• **Extracted data**:
====

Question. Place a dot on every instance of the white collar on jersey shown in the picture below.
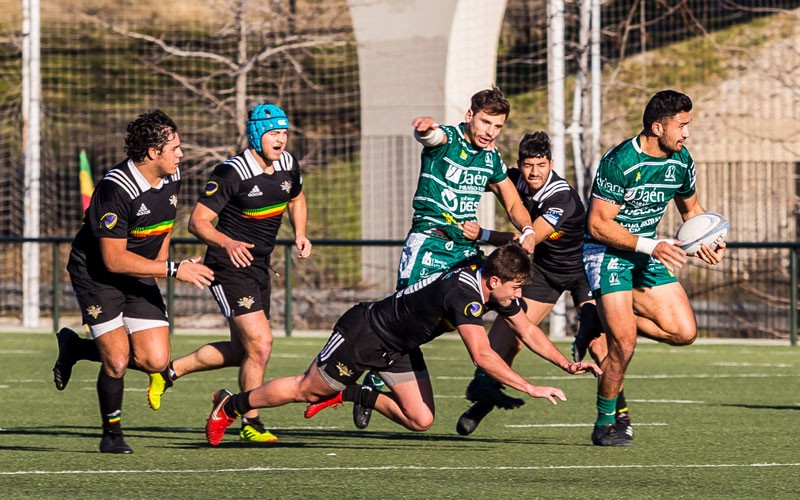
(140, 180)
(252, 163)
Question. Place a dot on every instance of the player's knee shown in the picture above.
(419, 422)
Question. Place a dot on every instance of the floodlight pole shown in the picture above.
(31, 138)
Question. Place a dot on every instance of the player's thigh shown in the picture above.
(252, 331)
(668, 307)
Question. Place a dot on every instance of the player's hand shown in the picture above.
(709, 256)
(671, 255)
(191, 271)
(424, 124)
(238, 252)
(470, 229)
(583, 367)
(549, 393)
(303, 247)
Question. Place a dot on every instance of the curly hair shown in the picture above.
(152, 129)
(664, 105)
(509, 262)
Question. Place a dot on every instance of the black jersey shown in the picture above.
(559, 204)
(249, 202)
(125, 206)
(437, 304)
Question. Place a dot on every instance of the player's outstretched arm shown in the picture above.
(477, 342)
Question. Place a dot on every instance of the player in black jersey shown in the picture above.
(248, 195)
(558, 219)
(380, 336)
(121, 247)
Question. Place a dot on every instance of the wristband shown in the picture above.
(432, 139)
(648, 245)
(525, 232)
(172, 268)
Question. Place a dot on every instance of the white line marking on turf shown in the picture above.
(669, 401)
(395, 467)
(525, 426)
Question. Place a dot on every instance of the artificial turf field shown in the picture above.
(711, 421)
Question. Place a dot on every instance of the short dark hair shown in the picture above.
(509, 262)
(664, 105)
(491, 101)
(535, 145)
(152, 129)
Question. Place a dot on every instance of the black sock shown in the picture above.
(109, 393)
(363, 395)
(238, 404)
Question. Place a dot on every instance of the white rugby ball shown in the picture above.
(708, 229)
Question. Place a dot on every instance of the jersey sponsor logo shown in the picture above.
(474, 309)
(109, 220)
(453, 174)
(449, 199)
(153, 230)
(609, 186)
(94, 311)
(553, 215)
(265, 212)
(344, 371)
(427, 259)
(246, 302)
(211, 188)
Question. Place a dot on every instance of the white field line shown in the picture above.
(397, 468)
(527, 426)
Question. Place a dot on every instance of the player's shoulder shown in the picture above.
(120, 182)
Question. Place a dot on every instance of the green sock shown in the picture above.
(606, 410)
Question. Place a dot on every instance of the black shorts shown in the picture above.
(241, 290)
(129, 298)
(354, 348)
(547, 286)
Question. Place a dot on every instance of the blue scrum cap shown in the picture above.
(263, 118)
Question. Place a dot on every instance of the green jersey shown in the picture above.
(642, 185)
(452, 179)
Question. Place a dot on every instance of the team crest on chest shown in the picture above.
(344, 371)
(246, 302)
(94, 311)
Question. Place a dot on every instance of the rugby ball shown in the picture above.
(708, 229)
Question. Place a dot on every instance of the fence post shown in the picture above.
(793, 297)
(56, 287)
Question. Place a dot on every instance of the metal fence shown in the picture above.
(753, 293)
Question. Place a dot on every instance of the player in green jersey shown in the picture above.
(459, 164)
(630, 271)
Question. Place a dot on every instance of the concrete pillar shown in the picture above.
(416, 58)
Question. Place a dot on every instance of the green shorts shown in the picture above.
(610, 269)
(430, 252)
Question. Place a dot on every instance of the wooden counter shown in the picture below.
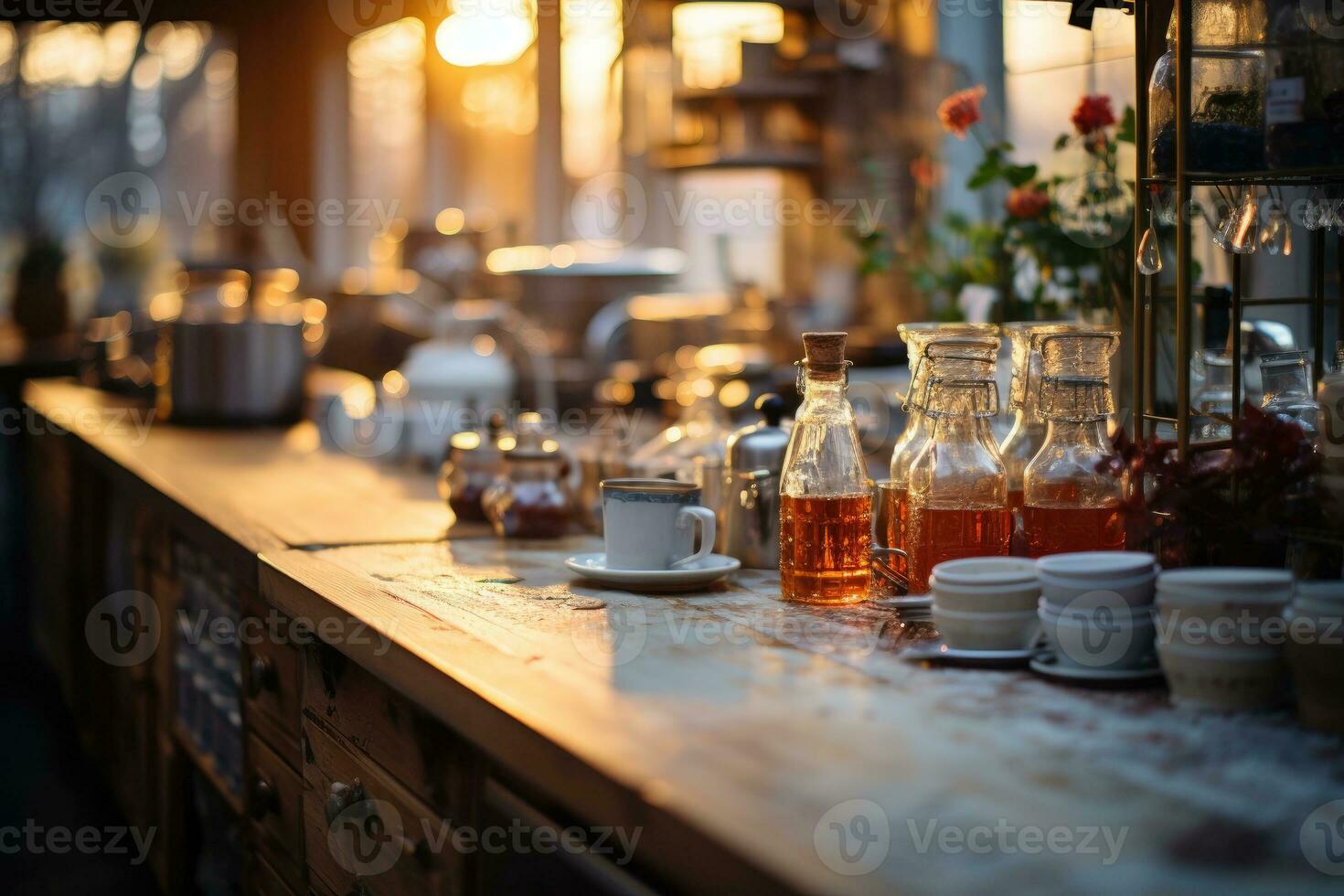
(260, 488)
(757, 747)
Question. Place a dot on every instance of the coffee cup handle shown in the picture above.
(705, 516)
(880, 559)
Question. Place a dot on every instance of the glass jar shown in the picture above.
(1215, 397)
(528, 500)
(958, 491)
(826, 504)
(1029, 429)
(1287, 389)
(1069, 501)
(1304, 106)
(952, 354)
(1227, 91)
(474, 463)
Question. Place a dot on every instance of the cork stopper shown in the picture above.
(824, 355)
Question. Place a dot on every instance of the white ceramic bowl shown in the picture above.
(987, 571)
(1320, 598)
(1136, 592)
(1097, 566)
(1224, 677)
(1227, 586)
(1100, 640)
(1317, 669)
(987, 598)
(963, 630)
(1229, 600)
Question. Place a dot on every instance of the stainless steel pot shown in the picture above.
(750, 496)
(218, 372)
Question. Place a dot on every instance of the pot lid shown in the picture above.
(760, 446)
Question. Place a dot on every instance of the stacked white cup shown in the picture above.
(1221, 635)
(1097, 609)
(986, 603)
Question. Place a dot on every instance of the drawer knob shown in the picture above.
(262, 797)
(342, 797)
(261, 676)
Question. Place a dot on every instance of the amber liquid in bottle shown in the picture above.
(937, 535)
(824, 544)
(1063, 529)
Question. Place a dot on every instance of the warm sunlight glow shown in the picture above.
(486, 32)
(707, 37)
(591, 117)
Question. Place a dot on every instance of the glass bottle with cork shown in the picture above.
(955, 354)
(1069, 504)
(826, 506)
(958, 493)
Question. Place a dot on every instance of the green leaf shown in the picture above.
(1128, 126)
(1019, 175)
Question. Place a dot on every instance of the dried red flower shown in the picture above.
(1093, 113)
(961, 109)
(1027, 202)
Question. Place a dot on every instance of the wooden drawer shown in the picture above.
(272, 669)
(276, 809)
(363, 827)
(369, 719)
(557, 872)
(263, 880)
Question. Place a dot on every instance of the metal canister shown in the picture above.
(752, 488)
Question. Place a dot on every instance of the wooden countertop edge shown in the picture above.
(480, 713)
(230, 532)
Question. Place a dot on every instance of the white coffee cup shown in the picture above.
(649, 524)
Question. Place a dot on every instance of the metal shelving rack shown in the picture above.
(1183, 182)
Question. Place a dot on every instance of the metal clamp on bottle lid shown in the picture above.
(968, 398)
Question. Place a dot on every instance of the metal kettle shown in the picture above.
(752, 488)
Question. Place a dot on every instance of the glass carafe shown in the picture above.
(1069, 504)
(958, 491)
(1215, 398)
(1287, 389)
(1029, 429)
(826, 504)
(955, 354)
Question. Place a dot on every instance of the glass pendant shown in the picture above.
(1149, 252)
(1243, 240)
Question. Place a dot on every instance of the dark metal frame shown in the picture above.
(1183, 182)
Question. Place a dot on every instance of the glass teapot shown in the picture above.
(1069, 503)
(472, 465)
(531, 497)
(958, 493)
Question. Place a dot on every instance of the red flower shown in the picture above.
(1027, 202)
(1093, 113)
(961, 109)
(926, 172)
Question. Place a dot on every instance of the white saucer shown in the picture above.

====

• **What the task asks**: Exactly as written, give again every line from the one containing "Question. Place a dot on every instance of the wooden countertop" through the last line of the material above, and no other lines.

• **Full answer**:
Question. Place a dot on every instance of the wooden countertop edge shown in the picture above.
(480, 713)
(230, 532)
Question. Place a dot on every instance of the white coffee cup shown in the picture above.
(649, 524)
Question. Place a dot on every instance of the metal shelving rack shown in the picture above.
(1183, 182)
Question. Place a dot on every instance of the metal clamp on bottle lid shown in the picture above.
(968, 398)
Question. Place a dot on every instance of the metal kettle shown in the picture above.
(752, 488)
Question. Place a dot on every instance of the glass carafe shown in the picture above.
(1069, 504)
(958, 491)
(1215, 398)
(1287, 389)
(1029, 429)
(826, 504)
(955, 354)
Question. Place a dot on every instance of the glass pendant shown in the picture above.
(1149, 252)
(1243, 240)
Question. Place a dot on every instance of the dark metal frame shown in the picture above.
(1183, 182)
Question. Place a dot on every instance of the glass teapot shown in the picture above.
(1069, 503)
(472, 465)
(531, 497)
(958, 493)
Question. Place a dot on every instance of the red flower shown in the picture above.
(1027, 202)
(1093, 113)
(961, 109)
(926, 172)
Question. Place a dot on every instance of the white saucer shown in the picture above.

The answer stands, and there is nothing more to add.